> [What the task requires]:
In the entries below, go to the line containing "Could you identify the ball's" and repeat it along with every later line, exactly.

───── Supplied data ─────

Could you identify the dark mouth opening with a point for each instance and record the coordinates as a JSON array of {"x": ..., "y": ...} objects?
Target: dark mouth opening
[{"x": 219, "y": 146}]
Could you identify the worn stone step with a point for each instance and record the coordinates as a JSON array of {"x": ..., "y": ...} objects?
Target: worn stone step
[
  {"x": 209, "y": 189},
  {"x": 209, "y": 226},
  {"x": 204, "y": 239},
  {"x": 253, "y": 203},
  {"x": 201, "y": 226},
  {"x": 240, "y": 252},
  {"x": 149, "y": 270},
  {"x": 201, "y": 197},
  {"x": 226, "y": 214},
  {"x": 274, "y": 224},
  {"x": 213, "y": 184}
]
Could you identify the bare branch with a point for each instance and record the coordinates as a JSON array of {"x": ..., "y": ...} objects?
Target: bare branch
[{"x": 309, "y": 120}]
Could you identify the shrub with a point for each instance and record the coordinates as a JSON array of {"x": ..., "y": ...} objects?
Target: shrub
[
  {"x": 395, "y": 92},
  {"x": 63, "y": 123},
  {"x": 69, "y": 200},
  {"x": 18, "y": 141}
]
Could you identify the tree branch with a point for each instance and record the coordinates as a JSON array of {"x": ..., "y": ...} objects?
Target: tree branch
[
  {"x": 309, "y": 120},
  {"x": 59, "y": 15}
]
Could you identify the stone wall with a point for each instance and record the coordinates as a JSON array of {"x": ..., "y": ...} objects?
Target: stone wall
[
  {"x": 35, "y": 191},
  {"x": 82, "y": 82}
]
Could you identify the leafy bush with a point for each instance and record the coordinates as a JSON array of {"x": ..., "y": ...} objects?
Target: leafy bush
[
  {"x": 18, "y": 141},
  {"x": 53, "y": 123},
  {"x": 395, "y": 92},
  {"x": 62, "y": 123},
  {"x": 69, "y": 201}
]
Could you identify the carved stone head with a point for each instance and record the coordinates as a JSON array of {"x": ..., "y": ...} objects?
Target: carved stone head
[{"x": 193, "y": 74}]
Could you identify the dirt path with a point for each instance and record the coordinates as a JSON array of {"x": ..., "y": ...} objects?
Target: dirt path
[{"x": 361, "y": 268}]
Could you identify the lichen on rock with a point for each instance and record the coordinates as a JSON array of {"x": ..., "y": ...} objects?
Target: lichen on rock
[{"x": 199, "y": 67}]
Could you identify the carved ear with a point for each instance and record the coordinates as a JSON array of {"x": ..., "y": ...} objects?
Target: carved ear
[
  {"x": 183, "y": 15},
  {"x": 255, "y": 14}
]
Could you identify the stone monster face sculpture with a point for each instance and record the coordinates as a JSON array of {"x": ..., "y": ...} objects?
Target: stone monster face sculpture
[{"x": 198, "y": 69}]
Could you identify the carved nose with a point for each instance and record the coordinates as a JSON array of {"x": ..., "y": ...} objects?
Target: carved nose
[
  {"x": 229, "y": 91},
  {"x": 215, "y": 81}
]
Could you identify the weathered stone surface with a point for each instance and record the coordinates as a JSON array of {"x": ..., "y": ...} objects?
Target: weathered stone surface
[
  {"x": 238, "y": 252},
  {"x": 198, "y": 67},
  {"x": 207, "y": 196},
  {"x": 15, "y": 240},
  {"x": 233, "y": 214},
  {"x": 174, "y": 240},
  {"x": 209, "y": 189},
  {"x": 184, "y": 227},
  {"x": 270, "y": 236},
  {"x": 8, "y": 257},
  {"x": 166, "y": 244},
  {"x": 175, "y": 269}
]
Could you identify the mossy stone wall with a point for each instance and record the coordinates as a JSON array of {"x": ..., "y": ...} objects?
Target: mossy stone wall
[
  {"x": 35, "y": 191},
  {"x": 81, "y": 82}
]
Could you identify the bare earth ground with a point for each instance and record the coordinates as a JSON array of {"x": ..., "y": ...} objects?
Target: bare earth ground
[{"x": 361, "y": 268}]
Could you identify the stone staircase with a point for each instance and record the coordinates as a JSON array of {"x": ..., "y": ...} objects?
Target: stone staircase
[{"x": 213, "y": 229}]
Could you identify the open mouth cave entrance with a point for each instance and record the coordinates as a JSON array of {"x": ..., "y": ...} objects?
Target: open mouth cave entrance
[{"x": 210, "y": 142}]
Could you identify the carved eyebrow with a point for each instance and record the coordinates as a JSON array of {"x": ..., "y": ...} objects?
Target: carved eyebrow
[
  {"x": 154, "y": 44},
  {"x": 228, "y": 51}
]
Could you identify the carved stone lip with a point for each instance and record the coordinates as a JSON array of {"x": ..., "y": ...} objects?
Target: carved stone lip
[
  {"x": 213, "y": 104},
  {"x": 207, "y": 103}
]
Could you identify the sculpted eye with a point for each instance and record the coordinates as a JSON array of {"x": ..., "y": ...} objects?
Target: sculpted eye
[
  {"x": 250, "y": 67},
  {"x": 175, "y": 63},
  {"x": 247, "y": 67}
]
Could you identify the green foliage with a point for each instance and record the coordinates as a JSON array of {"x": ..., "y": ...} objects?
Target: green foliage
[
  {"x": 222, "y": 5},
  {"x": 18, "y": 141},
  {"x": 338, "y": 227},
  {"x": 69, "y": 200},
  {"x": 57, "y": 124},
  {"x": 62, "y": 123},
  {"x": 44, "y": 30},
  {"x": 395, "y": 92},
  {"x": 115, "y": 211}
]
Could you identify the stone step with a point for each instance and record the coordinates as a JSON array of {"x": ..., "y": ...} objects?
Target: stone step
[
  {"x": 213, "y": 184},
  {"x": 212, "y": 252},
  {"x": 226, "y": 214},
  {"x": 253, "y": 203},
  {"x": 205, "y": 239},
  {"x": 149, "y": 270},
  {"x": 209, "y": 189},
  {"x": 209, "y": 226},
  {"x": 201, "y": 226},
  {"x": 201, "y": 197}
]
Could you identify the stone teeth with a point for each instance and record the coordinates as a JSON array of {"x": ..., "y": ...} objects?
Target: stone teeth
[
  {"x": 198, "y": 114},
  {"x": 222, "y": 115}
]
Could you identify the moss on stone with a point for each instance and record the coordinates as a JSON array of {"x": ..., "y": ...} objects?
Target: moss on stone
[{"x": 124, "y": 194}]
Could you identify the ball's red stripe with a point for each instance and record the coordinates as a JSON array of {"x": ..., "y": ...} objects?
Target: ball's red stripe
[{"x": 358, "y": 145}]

─────

> [Exercise response]:
Could you identify the ball's red stripe with a point for each instance and record the coordinates as a JSON array of {"x": ..., "y": ...} objects?
Target: ball's red stripe
[{"x": 358, "y": 145}]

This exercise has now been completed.